#### [EXERCISE TEXT]
....

Craig R. Hildreth, MD

Craig R. Hildreth, MD

One of my patients stopped by this afternoon and, not seeing him on my schedule, I asked my nurse what was the occasion.

“He’s picking up his abiraterone prescription,” she said. Then, with the slightest hesitation she added, “His copay is $2,300 this month, and it will go up even more after that.”

The look on my face, according to witnesses, was identical to one who just realized that he had left his wallet in an airport restroom-$2,300 per month for a pill? Granted, this new treatment for metastatic castration-resistant prostate cancer is a major advance, as well as a paradigm for exploiting the tumor’s addiction to androgens; in my patient’s case, abiraterone will double his progression-free survival compared to placebo. The cost, however, takes one’s breath away. Why is this oral medicine, as well as many other exciting new drugs, so expensive to patients?

Those who follow health care insurance updates know the answer-while intravenous chemotherapy is covered as a medical benefit by payors, which therefore limits patient copays and caps the annual overall expense at a certain amount, oral anticancer medicines are reimbursed as a pharmacy benefit. The reality is that new biological agents are often priced like a Ferrari, and patients who are covered under a pharmacy benefit are required to fork over not a fixed copay but a percentage of the pill’s cost, each and every month ‘til eternity or death, whichever comes first. Doing the math at 25%, we conclude that my patient is on a drug that costs $9,200 per month. Yikes!

Doesn’t seem fair, does it? You are not the only one to conclude this. Eighteen states and the District of Columbia have passed laws forcing health insurance companies to cover oral anticancer medications “under terms no less favorable” than those that are administered intravenously. This concept is called oral parity. It is designed to rectify the obvious conclusion that the more money cancer patients have to pay out of their own pocket, the less likely they are to receive their treatment. The converse of this conclusion is called “ensuring access to cancer care,” and I dare you to show me one person in America who doesn’t support such a noble cause.

....

#### [RECORDED INFORMATION]
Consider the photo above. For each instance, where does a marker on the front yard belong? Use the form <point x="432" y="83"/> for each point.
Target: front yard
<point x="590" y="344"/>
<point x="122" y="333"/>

....

#### [WORK INSTRUCTIONS]
1. Can you rewrite the paragraph of the abiraterone essay that begins "Those who follow health care insurance updates" as a brief list that keeps its main facts?
2. What are the distinct figures written in digits in the abiraterone essay?
3. Write the next paragraph of the abiraterone essay, starting after its final sentence.

#### [RESULTS FOR THE EXERCISE]
1.
- Payors cover intravenous chemotherapy as a medical benefit, which limits patient copays and caps the annual overall expense.
- Oral anticancer medicines are reimbursed as a pharmacy benefit.
- New biological agents are often priced very high.
- Under a pharmacy benefit, patients pay a percentage of the pill's cost every month, not a fixed copay.
- At 25%, the patient's $2,300 copay means the drug costs $9,200 per month.

2.
- $2,300
- $9,200
- 25%

3.
Ahem-actually I can show you several persons, and they just happen to run health insurance companies. Their response to oral parity has been, to be generous, inconsistent. Payors claim that oral parity laws are a forced mandate to provide benefits, but they are in favor of the Obamacare mandate that all individuals purchase their health insurance. Payors claim that oral parity laws will drive up insurance premiums, but premiums are already rising since the passage of the Affordable Care Act, and according to a detailed report by the Milliman consulting group, parity will raise the average cost of a commercial plan at most by only 0.16% ($0.50 increase per member per month [PMPM] in a $300 PMPM plan).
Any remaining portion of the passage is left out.